• [CONSIGNE 1]: D'après le texte sur Olivier de Clisson, en quelle année est-il mort ?

● ● ● ● ● ● ●

John Bell Henneman, Olivier de Clisson et la société politique française sous les règnes de Charles V et de Charles VI
John Bell Henneman, Olivier de Clisson et la société politique française sous les règnes de Charles V et de Charles VI, trad. Patrick Galliou, Rennes, Presses Universitaires de Rennes, 2011, 352p.
ISBN 978-2-7535-1430-0
Texte intégral
1Par son étude de la société militaire française à la fin du XIVe siècle, le médiéviste américain John Bell Henneman (1935-1998) a pris conscience du rôle important d’Olivier IV, seigneur de Clisson (1336-1407), comme soldat dans la guerre de Succession de Bretagne (1341-1365), puis comme connétable de France après 1369. Constatant l’absence de ce personnage dans les ouvrages de Raymond Cazelles sur la noblesse et la société politique française sous les règnes de Jean II et de Charles V, il a entrepris sa biographie afin de combler ce manque. La présentation chronologique des événements de la vie d’Olivier de Clisson montre l’évolution de la société politique française au travers du mouvement des Marmousets sous le règne de Charles V, puis des Orléanais sous celui de Charles VI. Le fil directeur de l’ouvrage demeure l’aventure singulière de ce personnage issu de la petite noblesse bretonne, fils cadet d’un second mariage, exilé en Angleterre à la suite de l’exécution de son père pour trahison en 1345, qui devient l’un des hommes les plus riches et les plus puissants du royaume. La carrière d’Olivier Clisson comprend trois périodes : la première se termine par la victoire de Jean IV de Montfort contre Charles de Blois à la bataille d’Auray ; la seconde, pendant laquelle Clisson joue un rôle plus politique, commence au traité de Guérande, point final de la guerre de Succession de Bretagne, et se termine par la mort de Charles V ; la troisième se situe sous le règne de Charles VI, troublé par la démence du roi.
2Olivier de Clisson fait ses preuves au cours de la guerre de Succession de Bretagne, qui oppose l’Angleterre et la France. Olivier de Clisson est l’un des plus fidèles lieutenants du futur duc de Bretagne, Jean IV de Montfort, avec qui il a partagé l’exil en Angleterre et subi les mauvais traitements des Valois. Au cours de la bataille d’Auray, Clisson se comporte en « guerrier courageux et féroce » (p. 64). A la suite de cette victoire, la noblesse bretonne se trouve inoccupée, dans une région dévastée par la tactique militaire de la posture défensive importée d’Angleterre. Comme le roi a pris la décision de financer une armée permanente, cette noblesse se met à son service sous le haut commandement bicéphale d’Olivier de Clisson et de Bertrand Duguesclin.

● ● ● ● ● ● ●

• [CONSIGNE 2]: Recopiez tel quel le passage des entrées qui va de la ligne contenant « Target: shingled roof » jusqu'à la fin des entrées, les deux bouts compris.

● ● ● ● ● ● ●

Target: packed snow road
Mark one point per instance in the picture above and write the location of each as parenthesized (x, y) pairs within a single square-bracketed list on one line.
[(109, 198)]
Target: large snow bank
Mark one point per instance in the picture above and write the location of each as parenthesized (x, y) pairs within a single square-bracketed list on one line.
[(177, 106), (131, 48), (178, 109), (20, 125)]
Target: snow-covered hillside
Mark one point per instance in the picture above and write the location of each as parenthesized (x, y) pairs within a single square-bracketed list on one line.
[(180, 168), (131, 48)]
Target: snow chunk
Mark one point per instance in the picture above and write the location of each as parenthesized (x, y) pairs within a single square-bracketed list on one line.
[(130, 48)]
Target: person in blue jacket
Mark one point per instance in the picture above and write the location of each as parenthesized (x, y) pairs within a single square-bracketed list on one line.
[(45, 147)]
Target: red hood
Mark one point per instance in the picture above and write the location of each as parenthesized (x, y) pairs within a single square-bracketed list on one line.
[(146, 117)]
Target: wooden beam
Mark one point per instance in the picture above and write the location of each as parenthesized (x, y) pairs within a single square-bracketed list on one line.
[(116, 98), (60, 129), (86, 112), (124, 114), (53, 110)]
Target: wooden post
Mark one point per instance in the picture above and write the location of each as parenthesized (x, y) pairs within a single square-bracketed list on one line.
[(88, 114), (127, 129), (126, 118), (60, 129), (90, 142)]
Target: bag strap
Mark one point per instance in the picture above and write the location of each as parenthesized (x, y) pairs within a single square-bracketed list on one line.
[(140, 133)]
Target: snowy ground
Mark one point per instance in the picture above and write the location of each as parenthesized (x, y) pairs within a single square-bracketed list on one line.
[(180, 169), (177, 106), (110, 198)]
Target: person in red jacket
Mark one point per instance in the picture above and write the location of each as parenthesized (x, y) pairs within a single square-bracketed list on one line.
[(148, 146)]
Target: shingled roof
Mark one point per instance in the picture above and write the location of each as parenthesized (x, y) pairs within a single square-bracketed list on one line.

● ● ● ● ● ● ●

• [RÉPONSE 1]: En 1407.

• [RÉPONSE 2]:
Target: shingled roof
Mark one point per instance in the picture above and write the location of each as parenthesized (x, y) pairs within a single square-bracketed list on one line.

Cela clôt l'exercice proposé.